Collect every line in the entries below that contains the word "person".

Excerpts from point annotation data:
┏━━

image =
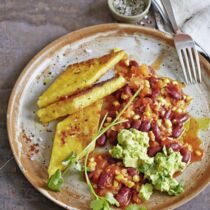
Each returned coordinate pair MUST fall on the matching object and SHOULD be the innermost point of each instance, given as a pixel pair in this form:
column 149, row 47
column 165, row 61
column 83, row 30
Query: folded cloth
column 193, row 17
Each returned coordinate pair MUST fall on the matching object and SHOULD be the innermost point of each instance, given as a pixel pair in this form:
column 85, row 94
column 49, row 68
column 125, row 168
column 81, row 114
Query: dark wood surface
column 26, row 26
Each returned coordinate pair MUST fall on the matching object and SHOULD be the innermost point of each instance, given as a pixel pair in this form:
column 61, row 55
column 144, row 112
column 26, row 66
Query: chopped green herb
column 55, row 181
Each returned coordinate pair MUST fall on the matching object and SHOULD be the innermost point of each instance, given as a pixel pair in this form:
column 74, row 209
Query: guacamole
column 159, row 170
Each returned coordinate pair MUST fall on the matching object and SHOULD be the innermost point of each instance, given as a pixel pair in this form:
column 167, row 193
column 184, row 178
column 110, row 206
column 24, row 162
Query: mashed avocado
column 159, row 170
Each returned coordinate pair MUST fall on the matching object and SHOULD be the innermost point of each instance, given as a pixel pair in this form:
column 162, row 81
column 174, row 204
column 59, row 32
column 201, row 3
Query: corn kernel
column 124, row 96
column 116, row 103
column 108, row 119
column 136, row 117
column 198, row 152
column 136, row 178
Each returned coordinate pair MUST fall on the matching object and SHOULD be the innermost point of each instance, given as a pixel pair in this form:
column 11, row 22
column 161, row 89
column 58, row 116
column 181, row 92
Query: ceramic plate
column 31, row 142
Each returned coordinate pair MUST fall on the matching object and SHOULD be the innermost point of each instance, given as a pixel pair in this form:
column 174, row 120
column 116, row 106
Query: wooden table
column 26, row 26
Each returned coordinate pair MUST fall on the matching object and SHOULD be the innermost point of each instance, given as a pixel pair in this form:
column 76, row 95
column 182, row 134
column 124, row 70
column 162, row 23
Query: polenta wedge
column 73, row 134
column 78, row 77
column 80, row 101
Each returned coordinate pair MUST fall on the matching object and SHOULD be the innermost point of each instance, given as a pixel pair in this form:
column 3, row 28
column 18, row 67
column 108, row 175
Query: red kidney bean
column 105, row 180
column 145, row 126
column 156, row 131
column 136, row 124
column 182, row 117
column 133, row 63
column 112, row 113
column 127, row 124
column 186, row 155
column 175, row 146
column 174, row 92
column 117, row 95
column 124, row 196
column 140, row 109
column 177, row 131
column 155, row 93
column 101, row 141
column 111, row 160
column 151, row 70
column 152, row 151
column 167, row 114
column 112, row 136
column 153, row 81
column 132, row 171
column 122, row 63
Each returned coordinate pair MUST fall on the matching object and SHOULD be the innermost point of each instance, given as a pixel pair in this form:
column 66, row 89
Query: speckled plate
column 31, row 142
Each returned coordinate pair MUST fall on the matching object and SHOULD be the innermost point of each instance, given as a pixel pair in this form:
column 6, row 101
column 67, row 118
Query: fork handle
column 168, row 7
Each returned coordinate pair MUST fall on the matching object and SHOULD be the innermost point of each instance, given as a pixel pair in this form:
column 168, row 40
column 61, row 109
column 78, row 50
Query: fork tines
column 189, row 60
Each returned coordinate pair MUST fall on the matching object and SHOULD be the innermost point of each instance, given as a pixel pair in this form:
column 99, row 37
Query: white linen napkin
column 193, row 17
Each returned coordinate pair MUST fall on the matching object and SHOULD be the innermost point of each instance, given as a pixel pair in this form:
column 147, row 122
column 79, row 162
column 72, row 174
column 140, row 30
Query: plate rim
column 71, row 38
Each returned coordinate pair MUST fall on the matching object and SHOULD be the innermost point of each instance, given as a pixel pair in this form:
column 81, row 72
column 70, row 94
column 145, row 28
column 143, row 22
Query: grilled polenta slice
column 73, row 134
column 80, row 101
column 78, row 77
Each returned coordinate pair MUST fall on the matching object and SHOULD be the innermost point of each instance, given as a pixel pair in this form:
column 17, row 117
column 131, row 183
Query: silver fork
column 185, row 47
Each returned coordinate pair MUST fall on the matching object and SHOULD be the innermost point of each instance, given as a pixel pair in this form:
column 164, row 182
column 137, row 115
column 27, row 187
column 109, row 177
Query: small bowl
column 126, row 18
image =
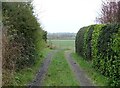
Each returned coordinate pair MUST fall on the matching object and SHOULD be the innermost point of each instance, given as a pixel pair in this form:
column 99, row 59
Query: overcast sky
column 66, row 15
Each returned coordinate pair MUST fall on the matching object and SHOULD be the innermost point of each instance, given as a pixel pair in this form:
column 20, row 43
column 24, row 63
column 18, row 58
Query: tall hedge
column 23, row 38
column 101, row 44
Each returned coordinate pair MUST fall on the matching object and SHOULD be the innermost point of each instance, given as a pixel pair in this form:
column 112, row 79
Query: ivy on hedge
column 101, row 44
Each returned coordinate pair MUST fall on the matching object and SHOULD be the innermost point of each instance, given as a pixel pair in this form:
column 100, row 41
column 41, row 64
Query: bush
column 101, row 44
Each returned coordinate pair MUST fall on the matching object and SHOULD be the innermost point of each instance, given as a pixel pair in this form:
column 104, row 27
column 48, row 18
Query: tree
column 110, row 12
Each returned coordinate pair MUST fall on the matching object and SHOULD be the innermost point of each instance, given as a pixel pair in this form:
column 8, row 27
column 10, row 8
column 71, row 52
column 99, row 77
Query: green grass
column 96, row 77
column 63, row 44
column 26, row 75
column 59, row 73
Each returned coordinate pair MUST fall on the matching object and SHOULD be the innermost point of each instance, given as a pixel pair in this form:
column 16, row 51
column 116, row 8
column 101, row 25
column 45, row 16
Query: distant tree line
column 23, row 38
column 61, row 36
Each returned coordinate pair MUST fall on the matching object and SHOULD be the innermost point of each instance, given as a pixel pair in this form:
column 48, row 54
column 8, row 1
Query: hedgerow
column 23, row 38
column 101, row 44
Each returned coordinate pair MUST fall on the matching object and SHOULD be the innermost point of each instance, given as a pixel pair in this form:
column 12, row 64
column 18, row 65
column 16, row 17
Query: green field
column 63, row 44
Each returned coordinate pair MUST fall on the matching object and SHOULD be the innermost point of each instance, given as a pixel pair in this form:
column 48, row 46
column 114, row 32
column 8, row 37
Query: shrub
column 101, row 43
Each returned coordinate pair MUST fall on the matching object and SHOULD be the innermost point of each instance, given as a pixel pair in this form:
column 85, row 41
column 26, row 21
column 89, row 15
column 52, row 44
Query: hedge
column 101, row 45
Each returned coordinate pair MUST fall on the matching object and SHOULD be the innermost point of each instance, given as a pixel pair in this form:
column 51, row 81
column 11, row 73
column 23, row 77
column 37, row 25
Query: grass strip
column 59, row 73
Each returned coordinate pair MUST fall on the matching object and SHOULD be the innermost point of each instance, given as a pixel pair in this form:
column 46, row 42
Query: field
column 63, row 44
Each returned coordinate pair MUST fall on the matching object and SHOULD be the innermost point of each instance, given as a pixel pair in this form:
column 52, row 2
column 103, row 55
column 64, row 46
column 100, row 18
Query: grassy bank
column 26, row 75
column 59, row 73
column 95, row 77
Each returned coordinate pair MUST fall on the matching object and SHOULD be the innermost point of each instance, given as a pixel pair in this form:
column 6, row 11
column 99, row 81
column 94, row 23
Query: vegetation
column 96, row 77
column 22, row 38
column 101, row 44
column 110, row 12
column 61, row 36
column 26, row 75
column 62, row 44
column 59, row 73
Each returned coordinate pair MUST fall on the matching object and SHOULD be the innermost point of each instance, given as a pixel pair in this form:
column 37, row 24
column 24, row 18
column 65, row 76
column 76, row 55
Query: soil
column 74, row 66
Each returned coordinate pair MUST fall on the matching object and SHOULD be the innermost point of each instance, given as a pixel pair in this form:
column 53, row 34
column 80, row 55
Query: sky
column 66, row 15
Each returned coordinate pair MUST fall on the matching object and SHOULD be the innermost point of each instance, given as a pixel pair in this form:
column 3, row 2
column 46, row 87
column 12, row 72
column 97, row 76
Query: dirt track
column 78, row 72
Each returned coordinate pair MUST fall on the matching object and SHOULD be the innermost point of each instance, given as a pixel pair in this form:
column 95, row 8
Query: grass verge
column 26, row 75
column 96, row 78
column 59, row 73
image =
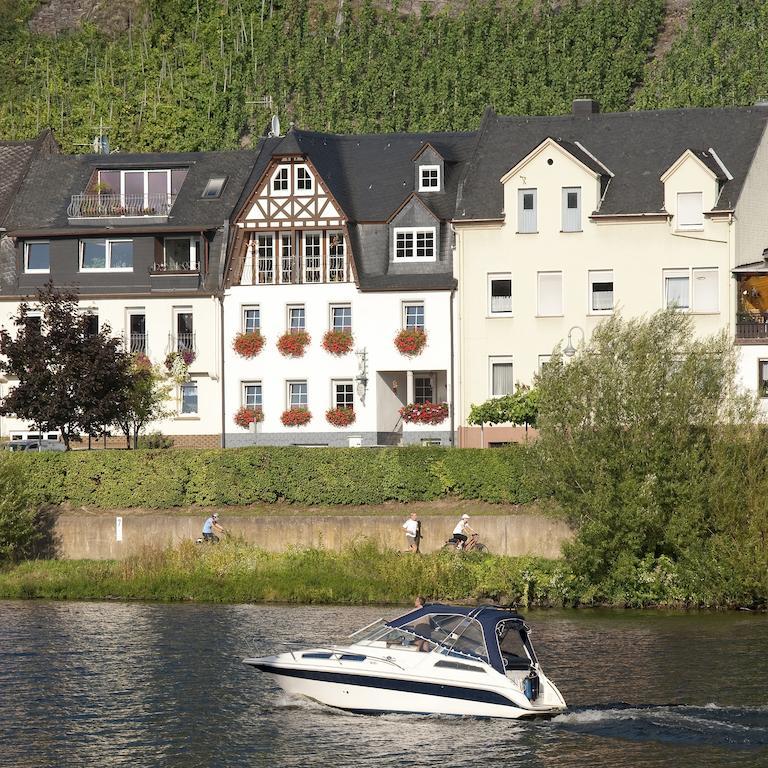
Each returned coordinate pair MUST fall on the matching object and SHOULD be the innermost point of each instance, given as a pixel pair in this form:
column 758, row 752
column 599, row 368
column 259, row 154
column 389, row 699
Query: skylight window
column 213, row 187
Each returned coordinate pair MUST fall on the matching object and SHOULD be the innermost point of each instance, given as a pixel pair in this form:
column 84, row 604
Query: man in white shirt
column 412, row 529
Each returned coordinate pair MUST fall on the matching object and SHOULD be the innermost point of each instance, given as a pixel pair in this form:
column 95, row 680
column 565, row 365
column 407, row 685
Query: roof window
column 213, row 187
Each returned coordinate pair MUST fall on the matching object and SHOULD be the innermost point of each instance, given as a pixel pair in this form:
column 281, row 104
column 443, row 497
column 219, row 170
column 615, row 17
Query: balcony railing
column 752, row 325
column 108, row 206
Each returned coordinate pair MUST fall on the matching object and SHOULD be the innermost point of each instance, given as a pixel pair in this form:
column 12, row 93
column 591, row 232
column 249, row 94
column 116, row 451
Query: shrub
column 338, row 342
column 246, row 416
column 293, row 344
column 425, row 413
column 296, row 417
column 410, row 341
column 248, row 344
column 340, row 417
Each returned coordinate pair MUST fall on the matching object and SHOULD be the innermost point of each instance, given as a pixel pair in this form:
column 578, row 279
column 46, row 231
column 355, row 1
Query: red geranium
column 338, row 342
column 248, row 344
column 296, row 417
column 292, row 344
column 425, row 413
column 246, row 416
column 410, row 341
column 340, row 417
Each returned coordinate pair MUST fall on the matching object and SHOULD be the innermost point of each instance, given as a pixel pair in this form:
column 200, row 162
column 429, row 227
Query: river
column 133, row 684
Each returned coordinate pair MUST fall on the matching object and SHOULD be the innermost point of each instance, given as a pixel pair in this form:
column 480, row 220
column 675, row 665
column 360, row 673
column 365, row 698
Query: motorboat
column 436, row 659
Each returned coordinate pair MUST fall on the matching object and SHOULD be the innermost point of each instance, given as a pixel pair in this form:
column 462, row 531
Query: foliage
column 180, row 478
column 246, row 416
column 340, row 417
column 19, row 531
column 637, row 434
column 424, row 413
column 411, row 341
column 189, row 76
column 292, row 344
column 338, row 342
column 69, row 379
column 518, row 408
column 147, row 395
column 248, row 344
column 296, row 417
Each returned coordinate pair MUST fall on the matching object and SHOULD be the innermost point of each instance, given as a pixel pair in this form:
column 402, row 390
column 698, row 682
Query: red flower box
column 410, row 341
column 246, row 416
column 338, row 342
column 292, row 344
column 425, row 413
column 248, row 344
column 296, row 417
column 340, row 417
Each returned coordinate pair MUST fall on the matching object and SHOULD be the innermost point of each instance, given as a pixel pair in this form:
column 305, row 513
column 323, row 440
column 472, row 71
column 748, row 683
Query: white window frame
column 575, row 225
column 493, row 276
column 244, row 323
column 599, row 276
column 407, row 304
column 499, row 360
column 539, row 312
column 414, row 232
column 688, row 226
column 29, row 271
column 108, row 241
column 288, row 393
column 299, row 190
column 523, row 224
column 244, row 397
column 429, row 187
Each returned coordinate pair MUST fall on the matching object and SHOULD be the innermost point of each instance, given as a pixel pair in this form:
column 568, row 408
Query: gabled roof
column 637, row 147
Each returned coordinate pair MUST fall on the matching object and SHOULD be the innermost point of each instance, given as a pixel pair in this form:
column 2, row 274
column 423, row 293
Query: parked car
column 35, row 445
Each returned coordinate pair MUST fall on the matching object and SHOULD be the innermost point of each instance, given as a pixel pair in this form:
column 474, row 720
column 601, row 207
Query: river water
column 132, row 684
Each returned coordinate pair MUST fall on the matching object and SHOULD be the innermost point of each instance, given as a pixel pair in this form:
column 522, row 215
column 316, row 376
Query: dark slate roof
column 15, row 157
column 51, row 181
column 636, row 146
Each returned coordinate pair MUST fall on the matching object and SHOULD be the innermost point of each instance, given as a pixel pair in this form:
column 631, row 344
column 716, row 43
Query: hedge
column 159, row 479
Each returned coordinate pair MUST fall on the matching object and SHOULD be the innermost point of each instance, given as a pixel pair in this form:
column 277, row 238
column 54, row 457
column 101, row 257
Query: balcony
column 114, row 208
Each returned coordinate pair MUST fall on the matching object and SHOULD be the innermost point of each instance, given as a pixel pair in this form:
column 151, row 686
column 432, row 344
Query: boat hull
column 372, row 694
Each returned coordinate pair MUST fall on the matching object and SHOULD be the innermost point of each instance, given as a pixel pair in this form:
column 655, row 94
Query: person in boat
column 460, row 531
column 412, row 528
column 211, row 525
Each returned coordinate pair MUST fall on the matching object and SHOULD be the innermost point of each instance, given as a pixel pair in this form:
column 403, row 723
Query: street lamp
column 570, row 350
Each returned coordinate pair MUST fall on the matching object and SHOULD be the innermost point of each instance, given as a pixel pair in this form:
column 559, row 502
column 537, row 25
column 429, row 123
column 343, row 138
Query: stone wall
column 93, row 535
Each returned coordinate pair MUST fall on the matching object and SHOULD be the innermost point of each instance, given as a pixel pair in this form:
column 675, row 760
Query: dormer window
column 214, row 187
column 280, row 180
column 303, row 179
column 690, row 210
column 429, row 178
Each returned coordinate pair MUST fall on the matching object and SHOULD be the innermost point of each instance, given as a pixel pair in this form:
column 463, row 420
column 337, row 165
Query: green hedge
column 161, row 479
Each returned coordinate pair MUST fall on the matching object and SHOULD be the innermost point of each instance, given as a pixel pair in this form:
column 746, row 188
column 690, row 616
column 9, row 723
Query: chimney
column 585, row 106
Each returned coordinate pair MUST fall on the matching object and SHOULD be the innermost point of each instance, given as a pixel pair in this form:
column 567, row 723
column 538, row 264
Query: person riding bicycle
column 209, row 526
column 459, row 532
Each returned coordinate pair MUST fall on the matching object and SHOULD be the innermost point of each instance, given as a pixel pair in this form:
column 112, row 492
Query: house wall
column 636, row 250
column 377, row 317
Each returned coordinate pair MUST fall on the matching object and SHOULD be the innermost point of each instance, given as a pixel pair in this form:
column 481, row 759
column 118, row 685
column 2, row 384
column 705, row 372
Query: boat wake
column 712, row 725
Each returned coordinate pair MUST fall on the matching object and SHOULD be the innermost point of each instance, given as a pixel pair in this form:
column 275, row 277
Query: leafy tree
column 69, row 378
column 635, row 433
column 146, row 400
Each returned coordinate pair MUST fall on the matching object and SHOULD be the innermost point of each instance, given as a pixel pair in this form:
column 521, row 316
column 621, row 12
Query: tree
column 69, row 378
column 148, row 393
column 521, row 407
column 632, row 436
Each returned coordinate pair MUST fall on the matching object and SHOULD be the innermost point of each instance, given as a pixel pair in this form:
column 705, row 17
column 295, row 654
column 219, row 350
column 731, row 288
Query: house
column 560, row 221
column 347, row 235
column 142, row 238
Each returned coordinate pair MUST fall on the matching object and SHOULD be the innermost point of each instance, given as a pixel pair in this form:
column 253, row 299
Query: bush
column 253, row 475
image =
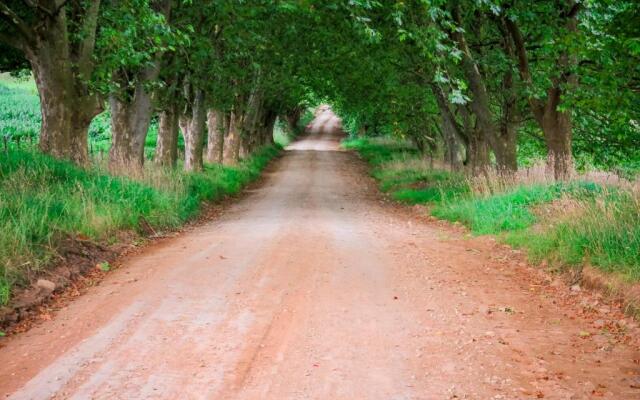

┗━━

**Written response:**
Query: person in boat
Query: person riding bicycle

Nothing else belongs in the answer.